======== Data for analysis ========
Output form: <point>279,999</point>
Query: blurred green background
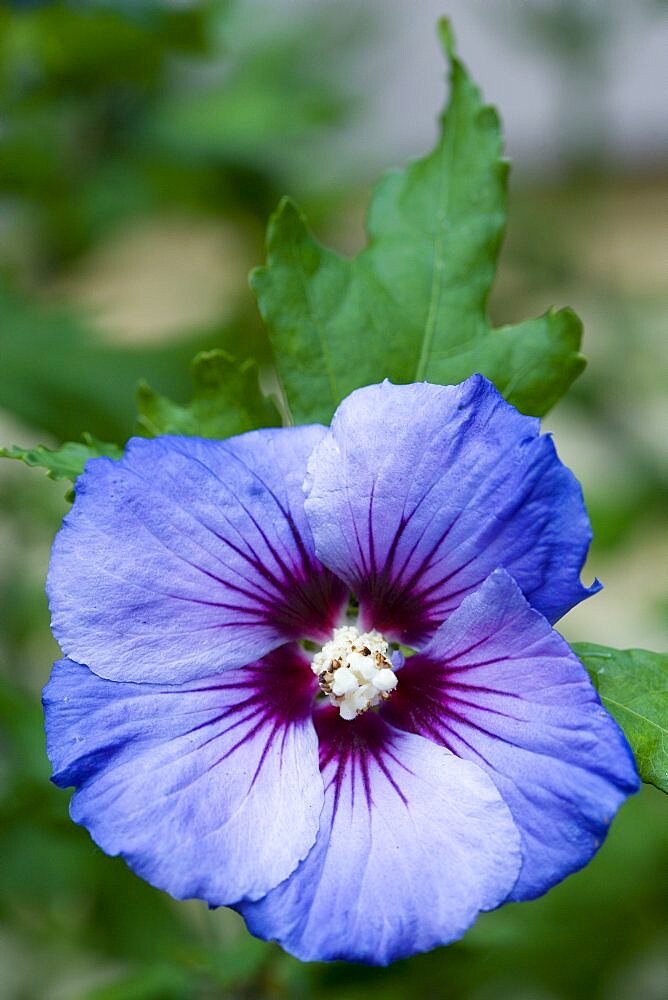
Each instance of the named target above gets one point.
========
======== Data for analysis ========
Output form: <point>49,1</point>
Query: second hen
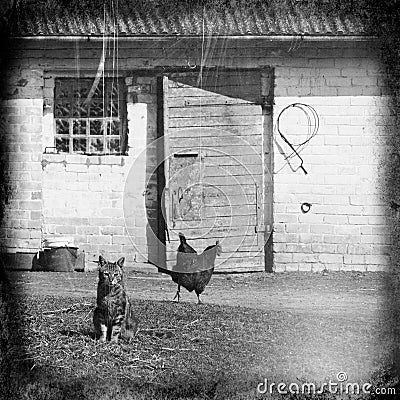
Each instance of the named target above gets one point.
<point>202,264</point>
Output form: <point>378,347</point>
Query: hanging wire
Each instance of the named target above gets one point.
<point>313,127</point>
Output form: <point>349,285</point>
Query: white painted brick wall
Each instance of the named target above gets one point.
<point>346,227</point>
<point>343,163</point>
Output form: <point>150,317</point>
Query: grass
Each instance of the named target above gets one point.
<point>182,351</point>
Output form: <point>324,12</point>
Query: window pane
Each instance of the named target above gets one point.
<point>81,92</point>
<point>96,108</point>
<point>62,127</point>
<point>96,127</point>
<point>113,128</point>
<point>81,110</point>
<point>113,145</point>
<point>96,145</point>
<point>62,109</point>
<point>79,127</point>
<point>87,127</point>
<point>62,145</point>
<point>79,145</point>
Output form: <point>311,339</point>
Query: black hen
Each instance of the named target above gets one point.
========
======== Data for analysis ========
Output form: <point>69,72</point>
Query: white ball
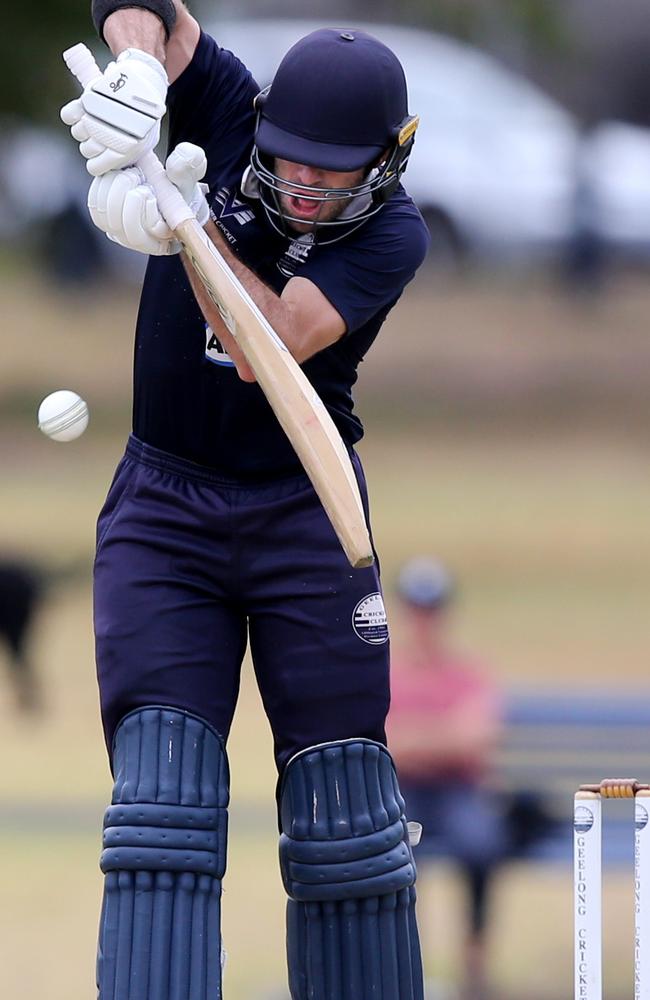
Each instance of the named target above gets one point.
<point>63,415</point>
========
> Task statement: Throughout the material above, find each line with "Output" and return it.

> Your response:
Output form: <point>279,999</point>
Output form: <point>49,1</point>
Output form: <point>378,347</point>
Output form: <point>349,285</point>
Output form: <point>150,317</point>
Output form: <point>324,12</point>
Output form: <point>311,339</point>
Output form: <point>69,72</point>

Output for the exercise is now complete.